III. UN ÉCLAIRAGE SUR LA LUTTE CONTRE LE CHANGEMENT CLIMATIQUE ET LA GOUVERNANCE EN MATIÈRE D'ENVIRONNEMENT

Comme chaque année, votre rapporteur pour avis souhaite insister sur un point particulier du développement durable et cette année, il lui est apparu intéressant de faire le point sur la lutte contre le changement climatique et la gouvernance en matière d'environnement au plan mondial.

A. LE CHANGEMENT CLIMATIQUE COMME ENJEU DE DÉVELOPPEMENT DURABLE

S'agissant de la lutte contre le changement climatique, il est clair que cette préoccupation s'inscrit pleinement dans une démarche de développement durable.

Le rapport de Sir Nicholas Stern, ancien économiste en chef de la Banque mondiale établi à la demande du gouvernement britannique et rendu public en octobre 2006, passe en revue l'éventail des faits avérés sur les incidences du changement climatique et sur son coût économique. Il souligne que le changement climatique affectera les éléments fondamentaux de la vie sur la Terre : l'accès des populations à l'eau, la production alimentaire, la santé et les grands équilibres naturels. Les pays pauvres risquent d'être les premiers et les plus durement touchés.

Selon le rapport, les modèles économiques officiels montrent qu'un laisser-faire pourrait coûter 5 % du PIB mondial chaque année et que les dommages collatéraux pourraient même porter ce coût à 20 % du PIB mondial, voire plus.

En revanche, agir pour réduire les gaz à effet de serre supposera une dépense de l'ordre de 1 % du PIB mondial chaque année.

Le rapport conclut à la nécessité d'une intervention au plan international, assise sur des objectifs communs de long terme et adossée à des accords-cadres d'action reposant sur quatre idées-forces : les permis d'émission, la coopérative technique, la lutte contre la déforestation et l'adaptation au changement climatique.

Votre rapporteur pour avis fait sienne l'affirmation inscrite dans le rapport Stern, à savoir qu'il ne s'agit plus d'avoir à choisir entre « éviter le changement climatique » et « promouvoir la croissance et le développement » . Bien au contraire, il faut encourager l'évolution des technologies énergétiques et les mutations des systèmes économiques pour pérenniser à terme la croissance économique tant des pays riches que des pays pauvres.

1. L'avenir du Protocole de Kyoto au-delà de 2012

Dans ce contexte, le Protocole de Kyoto constitue désormais une réalité, qu'il importe de pérenniser au-delà de 2012.

------------

**Travail à faire:**
1. Recopiez à l'identique le passage de l'extrait présenté qui commence à « Selon le rapport, les » et se termine à « mondial, voire plus. ».
2. Les affirmations suivantes sont-elles conformes à l'extrait présenté ? Pour chacune, répondez par oui ou par non en citant exactement les mots du texte qui tranchent.
(a) Le rapport de Sir Nicholas Stern a été rendu public en octobre 2006.
(b) Agir pour réduire les gaz à effet de serre coûterait environ 5 % du PIB mondial chaque année.
(c) Selon le rapport, ce sont les pays riches qui risquent d'être les premiers touchés par le changement climatique.

**Données recueillies:**
------------

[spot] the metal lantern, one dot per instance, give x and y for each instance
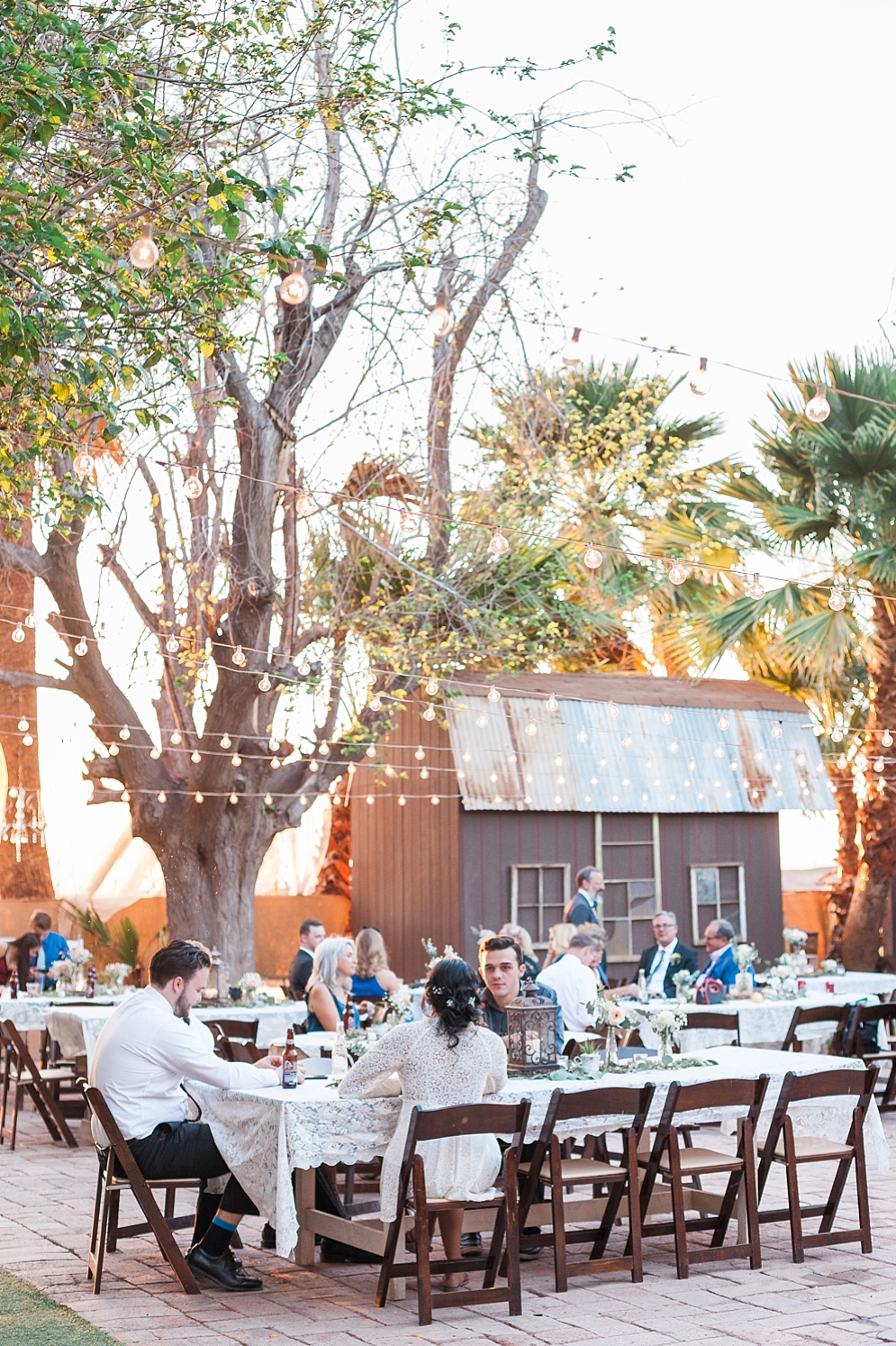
(531, 1034)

------------

**Réponses rédigées:**
1.
Selon le rapport, les modèles économiques officiels montrent qu'un laisser-faire pourrait coûter 5 % du PIB mondial chaque année et que les dommages collatéraux pourraient même porter ce coût à 20 % du PIB mondial, voire plus.

2.
(a) Oui : « rendu public en octobre 2006 ».
(b) Non : « une dépense de l'ordre de 1 % du PIB mondial chaque année ».
(c) Non : « Les pays pauvres risquent d'être les premiers et les plus durement touchés. »